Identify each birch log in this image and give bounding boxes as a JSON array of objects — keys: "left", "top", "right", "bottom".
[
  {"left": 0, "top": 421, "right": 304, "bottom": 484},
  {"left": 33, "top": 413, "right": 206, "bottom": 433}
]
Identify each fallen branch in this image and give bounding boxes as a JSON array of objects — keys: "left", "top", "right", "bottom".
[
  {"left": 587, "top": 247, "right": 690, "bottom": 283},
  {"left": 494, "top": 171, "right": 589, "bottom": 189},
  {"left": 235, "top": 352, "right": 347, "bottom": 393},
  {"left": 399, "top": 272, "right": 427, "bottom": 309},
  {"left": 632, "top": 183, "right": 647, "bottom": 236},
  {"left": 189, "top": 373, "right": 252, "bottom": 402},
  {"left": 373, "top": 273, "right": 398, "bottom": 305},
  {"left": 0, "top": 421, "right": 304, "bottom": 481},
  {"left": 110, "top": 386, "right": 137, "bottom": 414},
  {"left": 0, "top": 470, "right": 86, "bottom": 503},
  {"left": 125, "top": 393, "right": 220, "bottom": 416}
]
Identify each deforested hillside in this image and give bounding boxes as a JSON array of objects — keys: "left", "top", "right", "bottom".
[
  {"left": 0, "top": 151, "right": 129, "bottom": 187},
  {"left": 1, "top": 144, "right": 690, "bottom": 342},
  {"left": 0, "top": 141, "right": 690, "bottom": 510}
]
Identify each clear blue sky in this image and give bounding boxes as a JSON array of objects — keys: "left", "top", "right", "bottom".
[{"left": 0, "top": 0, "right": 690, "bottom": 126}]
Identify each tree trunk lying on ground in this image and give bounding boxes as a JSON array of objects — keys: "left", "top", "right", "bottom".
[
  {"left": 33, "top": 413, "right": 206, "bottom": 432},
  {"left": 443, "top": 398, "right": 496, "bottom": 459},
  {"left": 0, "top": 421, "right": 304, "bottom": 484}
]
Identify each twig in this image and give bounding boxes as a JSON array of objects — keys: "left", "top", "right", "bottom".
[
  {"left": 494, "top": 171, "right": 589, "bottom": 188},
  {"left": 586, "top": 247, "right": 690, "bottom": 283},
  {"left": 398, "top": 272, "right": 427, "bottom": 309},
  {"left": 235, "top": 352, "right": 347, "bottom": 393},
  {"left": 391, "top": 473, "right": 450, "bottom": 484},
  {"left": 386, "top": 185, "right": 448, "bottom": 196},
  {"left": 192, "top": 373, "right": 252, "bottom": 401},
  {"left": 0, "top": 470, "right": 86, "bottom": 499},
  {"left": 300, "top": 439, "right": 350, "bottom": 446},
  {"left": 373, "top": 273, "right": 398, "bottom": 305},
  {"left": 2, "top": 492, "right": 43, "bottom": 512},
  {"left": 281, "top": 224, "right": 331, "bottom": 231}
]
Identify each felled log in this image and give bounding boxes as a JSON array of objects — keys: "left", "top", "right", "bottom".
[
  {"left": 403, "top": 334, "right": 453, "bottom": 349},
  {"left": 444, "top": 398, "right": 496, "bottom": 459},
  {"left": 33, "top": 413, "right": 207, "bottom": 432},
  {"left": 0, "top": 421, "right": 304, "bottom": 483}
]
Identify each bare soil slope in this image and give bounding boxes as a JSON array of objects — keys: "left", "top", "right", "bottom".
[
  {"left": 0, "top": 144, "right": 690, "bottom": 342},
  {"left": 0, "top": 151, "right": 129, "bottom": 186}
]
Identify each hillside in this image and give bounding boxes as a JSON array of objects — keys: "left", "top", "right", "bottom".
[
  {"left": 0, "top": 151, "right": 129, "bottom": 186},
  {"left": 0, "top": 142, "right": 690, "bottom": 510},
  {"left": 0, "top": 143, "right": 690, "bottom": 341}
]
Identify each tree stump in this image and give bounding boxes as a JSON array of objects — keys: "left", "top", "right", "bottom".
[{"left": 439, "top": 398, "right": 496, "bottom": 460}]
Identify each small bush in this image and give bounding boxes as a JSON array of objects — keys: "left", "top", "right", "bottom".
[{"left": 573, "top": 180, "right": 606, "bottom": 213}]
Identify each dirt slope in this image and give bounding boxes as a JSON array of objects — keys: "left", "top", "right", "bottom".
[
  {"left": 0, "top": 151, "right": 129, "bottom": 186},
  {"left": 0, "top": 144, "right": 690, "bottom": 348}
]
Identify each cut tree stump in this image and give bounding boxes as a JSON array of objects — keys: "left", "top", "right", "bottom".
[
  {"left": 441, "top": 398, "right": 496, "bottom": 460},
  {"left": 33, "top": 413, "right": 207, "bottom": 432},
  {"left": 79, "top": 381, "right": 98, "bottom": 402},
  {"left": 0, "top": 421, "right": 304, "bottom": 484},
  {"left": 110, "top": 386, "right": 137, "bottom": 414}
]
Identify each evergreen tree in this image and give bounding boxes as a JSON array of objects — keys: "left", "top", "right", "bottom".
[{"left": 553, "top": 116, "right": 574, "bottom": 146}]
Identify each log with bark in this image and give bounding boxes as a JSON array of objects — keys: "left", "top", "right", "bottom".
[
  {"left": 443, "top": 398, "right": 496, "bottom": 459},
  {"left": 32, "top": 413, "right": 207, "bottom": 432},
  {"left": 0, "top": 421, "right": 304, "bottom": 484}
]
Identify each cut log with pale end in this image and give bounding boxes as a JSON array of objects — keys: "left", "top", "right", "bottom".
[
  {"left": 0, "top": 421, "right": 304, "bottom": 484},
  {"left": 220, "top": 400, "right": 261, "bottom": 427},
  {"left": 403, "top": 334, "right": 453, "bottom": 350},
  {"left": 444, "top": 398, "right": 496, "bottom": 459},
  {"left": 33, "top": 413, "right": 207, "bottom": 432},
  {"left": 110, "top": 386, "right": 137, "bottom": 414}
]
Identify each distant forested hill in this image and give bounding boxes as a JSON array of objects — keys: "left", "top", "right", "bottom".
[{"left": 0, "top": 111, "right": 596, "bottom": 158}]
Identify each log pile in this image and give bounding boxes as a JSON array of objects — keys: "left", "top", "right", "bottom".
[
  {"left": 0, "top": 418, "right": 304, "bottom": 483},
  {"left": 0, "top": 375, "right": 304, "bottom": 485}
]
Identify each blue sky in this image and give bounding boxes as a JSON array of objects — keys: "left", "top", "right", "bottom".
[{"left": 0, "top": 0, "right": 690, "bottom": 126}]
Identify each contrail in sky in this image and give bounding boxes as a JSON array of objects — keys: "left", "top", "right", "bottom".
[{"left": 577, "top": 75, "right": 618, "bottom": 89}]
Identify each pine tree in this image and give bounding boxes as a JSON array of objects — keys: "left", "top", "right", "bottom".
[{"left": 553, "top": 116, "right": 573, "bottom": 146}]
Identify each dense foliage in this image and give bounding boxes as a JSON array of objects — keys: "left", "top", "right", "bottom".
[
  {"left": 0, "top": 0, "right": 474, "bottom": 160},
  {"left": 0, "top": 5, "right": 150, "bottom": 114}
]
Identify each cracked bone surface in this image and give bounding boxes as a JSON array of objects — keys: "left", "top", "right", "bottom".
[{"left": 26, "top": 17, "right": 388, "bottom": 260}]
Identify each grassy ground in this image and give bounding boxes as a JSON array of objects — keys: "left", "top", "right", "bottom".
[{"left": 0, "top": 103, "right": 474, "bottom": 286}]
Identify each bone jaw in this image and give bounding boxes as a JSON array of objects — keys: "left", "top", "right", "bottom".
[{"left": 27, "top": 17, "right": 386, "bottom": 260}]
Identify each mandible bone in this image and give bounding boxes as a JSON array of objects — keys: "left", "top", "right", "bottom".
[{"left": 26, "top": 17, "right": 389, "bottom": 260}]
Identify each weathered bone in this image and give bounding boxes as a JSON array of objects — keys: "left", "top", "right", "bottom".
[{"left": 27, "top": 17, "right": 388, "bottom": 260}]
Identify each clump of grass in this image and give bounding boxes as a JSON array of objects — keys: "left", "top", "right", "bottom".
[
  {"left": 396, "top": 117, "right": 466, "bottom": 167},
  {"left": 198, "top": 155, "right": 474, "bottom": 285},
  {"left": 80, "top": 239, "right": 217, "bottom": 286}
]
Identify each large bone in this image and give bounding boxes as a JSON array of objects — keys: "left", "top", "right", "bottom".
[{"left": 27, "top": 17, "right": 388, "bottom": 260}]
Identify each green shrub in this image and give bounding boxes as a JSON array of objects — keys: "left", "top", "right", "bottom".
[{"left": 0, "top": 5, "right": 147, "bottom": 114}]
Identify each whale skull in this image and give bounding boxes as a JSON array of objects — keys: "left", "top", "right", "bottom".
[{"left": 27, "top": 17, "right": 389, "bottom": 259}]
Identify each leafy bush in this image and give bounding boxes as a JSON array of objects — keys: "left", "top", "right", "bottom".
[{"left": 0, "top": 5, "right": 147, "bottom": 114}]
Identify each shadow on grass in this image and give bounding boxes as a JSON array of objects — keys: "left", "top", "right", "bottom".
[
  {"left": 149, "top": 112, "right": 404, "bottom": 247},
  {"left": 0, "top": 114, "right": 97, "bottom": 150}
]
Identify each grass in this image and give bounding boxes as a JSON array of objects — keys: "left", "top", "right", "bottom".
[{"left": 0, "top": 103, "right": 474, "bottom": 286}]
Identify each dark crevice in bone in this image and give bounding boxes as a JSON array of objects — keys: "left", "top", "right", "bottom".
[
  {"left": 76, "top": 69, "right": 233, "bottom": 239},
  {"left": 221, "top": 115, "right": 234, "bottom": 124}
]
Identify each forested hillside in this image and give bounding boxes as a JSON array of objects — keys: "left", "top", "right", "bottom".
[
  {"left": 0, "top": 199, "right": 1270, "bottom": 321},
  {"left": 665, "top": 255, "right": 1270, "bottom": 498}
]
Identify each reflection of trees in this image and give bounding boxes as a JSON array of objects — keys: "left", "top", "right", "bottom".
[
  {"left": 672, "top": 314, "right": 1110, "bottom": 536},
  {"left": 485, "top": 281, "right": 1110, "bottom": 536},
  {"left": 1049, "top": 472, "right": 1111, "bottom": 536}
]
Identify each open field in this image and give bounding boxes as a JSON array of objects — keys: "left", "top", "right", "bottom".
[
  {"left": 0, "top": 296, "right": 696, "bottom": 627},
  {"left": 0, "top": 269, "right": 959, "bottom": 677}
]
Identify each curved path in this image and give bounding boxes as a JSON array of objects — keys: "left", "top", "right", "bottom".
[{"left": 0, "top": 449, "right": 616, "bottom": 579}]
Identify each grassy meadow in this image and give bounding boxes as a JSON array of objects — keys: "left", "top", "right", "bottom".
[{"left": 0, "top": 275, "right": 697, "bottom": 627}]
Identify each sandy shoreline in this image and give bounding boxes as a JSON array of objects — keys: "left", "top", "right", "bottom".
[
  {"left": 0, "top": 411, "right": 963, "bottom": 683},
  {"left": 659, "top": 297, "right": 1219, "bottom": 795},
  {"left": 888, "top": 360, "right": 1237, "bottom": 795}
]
+--
What to do -> Output each line from the row containing "Identify each reflection" through the last row, inclusive, as a JSON list of strings with one string per line and blank lines omitted.

The reply ->
[
  "Identify each reflection of trees in this image and give bounding boxes as a JSON array of objects — keys: \"left\", \"top\", \"right\", \"bottom\".",
  "[",
  "  {\"left\": 672, \"top\": 314, \"right\": 1110, \"bottom\": 536},",
  "  {\"left\": 485, \"top\": 281, \"right\": 1110, \"bottom\": 536},",
  "  {\"left\": 1049, \"top\": 472, \"right\": 1111, \"bottom\": 536}",
  "]",
  "Identify each open field in this image and give bounding boxes as a JSON array of objects — keys: \"left\", \"top\", \"right\", \"bottom\".",
  "[",
  "  {\"left\": 0, \"top\": 296, \"right\": 696, \"bottom\": 627},",
  "  {\"left\": 0, \"top\": 269, \"right\": 959, \"bottom\": 677}",
  "]",
  "Identify each curved path in this image and give bounding boxes as a JSON array of objects — keys: \"left\", \"top\", \"right\", \"bottom\".",
  "[{\"left\": 0, \"top\": 449, \"right\": 616, \"bottom\": 579}]",
  "Identify each grassy meadow in this image and give bounding boxes as a JSON array of objects — keys: \"left\", \"top\", \"right\", \"bottom\".",
  "[{\"left\": 0, \"top\": 275, \"right\": 697, \"bottom\": 627}]",
  "Identify each sandy shoreline in this image and give bounding boxes as a JSON array of objects — keys: \"left\", \"top\", \"right\", \"bottom\".",
  "[",
  "  {\"left\": 0, \"top\": 411, \"right\": 963, \"bottom\": 683},",
  "  {\"left\": 659, \"top\": 297, \"right\": 1219, \"bottom\": 795},",
  "  {\"left\": 888, \"top\": 360, \"right\": 1237, \"bottom\": 795}",
  "]"
]